The listing should be printed again without a single change.

***

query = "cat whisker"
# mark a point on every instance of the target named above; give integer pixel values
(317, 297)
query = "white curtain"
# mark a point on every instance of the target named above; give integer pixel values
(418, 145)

***

◆ SOLUTION FOR THIS PROBLEM:
query = "cat whisker"
# mark a point on every instance of the target named above; give integer pixel values
(317, 297)
query = "white curtain"
# mark a point on every instance of the target named above; give integer pixel values
(418, 145)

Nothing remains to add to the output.